Task objective -
Locate the lines of the listing below that hold "saguaro", then copy each of them.

____________________

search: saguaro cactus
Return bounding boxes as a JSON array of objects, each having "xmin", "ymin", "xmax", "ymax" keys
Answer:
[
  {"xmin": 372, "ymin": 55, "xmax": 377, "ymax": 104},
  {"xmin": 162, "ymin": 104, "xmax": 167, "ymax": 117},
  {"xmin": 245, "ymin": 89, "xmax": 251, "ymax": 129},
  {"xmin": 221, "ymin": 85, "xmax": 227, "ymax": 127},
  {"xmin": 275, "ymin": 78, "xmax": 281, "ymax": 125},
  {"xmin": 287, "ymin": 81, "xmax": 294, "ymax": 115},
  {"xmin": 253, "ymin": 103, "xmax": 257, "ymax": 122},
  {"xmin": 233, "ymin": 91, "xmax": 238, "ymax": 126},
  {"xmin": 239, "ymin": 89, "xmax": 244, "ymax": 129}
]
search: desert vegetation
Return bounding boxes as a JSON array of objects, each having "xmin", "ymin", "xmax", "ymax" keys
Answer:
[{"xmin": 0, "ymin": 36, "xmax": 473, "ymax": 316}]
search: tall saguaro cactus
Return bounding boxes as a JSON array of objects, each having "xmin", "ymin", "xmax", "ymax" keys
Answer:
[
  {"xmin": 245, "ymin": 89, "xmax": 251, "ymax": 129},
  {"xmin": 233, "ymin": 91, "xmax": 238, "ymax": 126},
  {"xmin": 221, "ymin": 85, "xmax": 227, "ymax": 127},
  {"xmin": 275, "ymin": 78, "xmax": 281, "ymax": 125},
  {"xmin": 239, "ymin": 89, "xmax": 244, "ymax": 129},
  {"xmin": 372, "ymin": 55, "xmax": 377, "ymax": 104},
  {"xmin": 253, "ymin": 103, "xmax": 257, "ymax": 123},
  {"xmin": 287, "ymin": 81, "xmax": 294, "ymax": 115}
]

____________________

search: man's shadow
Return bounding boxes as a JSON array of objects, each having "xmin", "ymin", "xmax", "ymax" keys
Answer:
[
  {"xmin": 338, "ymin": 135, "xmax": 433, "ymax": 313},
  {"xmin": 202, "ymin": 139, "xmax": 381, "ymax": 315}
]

____________________

Solution to the problem -
search: saguaro cactus
search: tall saguaro cactus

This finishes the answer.